After forensic pathologists ruled the million-dollar lottery winner’s death a homicide weeks ago, the case has become a real-life whodunit for Chicago police.

Will the autopsy results help authorities figure how Urooj Khan was poisoned? Did he eat the cyanide with his last meal of lamb curry? Or was it inhaled?

Following the approximately two-hour autopsy, Chief Medical Examiner Stephen J. Cina said the body was in an advanced state of decomposition but doctors were able to gather samples for toxicological testing. Khan was buried about six months ago.

It could be several weeks before Cina and his team can determine if the autopsy will help police unravel the mystery, he said.

“I can’t really predict how the results are going to turn out,” Cina told reporters in the lobby of his Chicago office. “Cyanide over the postmortem period actually can essentially evaporate and leave the tissue. It is possible that cyanide that was in the tissues is no longer in the tissues after several months. We’ll just have to see how the results play out.”

(Data entries)
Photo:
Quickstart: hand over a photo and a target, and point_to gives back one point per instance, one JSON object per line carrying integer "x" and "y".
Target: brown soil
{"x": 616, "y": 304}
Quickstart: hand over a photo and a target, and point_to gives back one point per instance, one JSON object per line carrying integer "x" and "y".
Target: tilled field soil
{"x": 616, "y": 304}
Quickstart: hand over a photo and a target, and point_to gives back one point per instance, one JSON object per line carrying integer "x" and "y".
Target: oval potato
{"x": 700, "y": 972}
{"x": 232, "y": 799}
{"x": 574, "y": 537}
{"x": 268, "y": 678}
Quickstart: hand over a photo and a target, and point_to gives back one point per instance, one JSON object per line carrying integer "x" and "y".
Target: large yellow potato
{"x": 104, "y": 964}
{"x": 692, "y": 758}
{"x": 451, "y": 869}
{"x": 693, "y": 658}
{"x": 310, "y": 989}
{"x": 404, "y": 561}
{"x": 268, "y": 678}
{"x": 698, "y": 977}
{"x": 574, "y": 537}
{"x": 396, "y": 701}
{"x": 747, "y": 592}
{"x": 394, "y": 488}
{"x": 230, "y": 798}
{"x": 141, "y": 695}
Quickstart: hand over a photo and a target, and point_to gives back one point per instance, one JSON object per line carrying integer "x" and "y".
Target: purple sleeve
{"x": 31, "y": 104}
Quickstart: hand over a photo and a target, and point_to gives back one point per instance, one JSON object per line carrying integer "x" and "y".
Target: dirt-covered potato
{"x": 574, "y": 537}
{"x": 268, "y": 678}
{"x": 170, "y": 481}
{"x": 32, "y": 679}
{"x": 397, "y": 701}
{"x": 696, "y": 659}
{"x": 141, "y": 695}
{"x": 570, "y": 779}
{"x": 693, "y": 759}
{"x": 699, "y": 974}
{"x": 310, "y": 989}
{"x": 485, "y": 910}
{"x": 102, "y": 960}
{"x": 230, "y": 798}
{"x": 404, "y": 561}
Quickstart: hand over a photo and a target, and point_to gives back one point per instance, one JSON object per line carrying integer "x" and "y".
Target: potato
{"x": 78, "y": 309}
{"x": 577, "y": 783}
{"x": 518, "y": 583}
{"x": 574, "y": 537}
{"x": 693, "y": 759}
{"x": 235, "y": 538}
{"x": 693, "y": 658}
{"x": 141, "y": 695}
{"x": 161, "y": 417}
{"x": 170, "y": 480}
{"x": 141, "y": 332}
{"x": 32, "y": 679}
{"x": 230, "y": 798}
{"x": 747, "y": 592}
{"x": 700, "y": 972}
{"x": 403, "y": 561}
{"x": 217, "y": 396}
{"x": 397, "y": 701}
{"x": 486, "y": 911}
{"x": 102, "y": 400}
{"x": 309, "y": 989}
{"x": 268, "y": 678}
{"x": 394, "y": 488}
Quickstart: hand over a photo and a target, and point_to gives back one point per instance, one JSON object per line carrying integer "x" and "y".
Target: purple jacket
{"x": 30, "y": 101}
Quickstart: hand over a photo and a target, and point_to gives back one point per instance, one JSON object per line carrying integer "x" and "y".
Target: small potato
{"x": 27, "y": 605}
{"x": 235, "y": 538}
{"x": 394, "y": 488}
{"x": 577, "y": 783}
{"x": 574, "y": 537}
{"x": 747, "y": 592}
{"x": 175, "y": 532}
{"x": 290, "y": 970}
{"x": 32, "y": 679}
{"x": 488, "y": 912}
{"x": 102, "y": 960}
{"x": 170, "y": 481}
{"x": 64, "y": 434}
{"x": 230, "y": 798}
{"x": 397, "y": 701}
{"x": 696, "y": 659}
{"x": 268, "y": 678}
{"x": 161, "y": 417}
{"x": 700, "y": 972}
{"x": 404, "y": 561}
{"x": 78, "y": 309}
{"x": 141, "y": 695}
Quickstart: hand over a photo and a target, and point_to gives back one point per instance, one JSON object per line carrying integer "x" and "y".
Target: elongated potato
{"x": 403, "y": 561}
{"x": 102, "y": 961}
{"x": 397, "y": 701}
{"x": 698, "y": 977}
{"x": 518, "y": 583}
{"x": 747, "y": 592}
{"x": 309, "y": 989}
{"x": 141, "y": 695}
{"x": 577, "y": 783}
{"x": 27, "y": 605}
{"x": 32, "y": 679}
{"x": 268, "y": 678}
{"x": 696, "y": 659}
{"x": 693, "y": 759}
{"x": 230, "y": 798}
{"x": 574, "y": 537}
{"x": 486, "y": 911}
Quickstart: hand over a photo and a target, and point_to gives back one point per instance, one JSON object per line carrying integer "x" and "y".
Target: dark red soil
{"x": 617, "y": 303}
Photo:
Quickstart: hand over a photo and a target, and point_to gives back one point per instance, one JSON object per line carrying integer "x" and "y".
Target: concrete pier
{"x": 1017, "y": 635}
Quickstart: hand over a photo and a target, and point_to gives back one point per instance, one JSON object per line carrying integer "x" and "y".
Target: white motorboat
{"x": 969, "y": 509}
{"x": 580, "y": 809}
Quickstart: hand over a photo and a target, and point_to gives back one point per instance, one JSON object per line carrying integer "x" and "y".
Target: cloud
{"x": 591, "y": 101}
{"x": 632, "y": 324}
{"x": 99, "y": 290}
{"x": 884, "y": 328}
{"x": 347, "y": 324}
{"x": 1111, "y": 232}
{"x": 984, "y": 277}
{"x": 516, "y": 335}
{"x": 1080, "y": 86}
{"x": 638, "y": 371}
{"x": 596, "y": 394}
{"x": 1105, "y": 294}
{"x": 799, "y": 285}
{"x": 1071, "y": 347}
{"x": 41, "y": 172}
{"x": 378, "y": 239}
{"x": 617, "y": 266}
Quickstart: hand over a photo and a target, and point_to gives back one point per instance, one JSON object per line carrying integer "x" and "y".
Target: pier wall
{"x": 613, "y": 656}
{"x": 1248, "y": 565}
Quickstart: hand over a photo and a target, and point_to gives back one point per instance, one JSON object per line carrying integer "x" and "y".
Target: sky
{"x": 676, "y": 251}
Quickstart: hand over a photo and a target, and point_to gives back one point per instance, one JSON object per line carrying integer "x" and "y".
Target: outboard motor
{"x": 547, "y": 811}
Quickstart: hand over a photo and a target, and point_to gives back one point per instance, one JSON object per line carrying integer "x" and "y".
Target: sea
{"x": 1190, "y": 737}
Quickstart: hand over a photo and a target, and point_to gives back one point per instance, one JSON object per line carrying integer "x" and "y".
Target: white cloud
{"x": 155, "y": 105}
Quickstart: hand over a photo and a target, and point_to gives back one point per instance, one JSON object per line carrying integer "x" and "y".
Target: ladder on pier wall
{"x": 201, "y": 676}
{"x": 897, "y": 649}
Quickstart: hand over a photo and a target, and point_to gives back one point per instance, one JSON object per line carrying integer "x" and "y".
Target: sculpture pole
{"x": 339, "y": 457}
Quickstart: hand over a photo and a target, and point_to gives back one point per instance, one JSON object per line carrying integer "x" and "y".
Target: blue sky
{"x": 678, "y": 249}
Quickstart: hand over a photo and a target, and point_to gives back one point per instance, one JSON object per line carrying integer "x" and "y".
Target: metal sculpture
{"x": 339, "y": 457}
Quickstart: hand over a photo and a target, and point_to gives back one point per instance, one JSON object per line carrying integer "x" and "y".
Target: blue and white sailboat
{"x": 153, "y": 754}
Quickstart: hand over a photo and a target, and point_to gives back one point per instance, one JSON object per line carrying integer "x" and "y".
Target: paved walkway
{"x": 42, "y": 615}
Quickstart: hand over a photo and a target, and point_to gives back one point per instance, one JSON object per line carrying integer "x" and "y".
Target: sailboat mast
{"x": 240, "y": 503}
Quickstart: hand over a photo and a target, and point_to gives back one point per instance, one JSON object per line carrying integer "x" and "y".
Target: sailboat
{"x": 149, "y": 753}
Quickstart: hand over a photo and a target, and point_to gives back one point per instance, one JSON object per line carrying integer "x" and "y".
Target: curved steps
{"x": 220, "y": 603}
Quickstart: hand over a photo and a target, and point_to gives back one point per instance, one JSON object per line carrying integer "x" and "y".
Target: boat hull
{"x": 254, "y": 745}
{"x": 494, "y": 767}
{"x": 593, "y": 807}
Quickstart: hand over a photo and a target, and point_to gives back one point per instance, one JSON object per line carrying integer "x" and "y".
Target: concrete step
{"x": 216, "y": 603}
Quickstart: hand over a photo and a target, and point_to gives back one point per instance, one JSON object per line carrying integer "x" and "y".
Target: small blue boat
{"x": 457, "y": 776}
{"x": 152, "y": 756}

→ WHAT YOU ARE ASKED TO DO
Resume the article on the poisoning death of lottery winner Urooj Khan, picking up after its final sentence.

→ TASK OUTPUT
As the Chicago Tribune first revealed earlier this month, the medical examiner’s office initially ruled Khan died July 20 from hardening of the arteries after no signs of trauma were found on the body and a preliminary blood test didn’t raise any questions. But the investigation was reopened about a week later after a relative raised concerns he may have been poisoned.

Chicago police were notified in September after tests showed cyanide in Khan’s blood. By late November, more comprehensive tests showed lethal levels of the toxic chemical, leading the medical examiner’s office to declare his death a homicide.

Khan had won the scratch-off lottery prize a few weeks before his death, but he didn’t survive long enough to collect the winnings — a lump-sum payment of about $425,000 after taxes.

The effort to exhume Khan’s body began as scheduled at about 7 a.m. CST at a remote section of the Rosehill Cemetery bereft of headstones.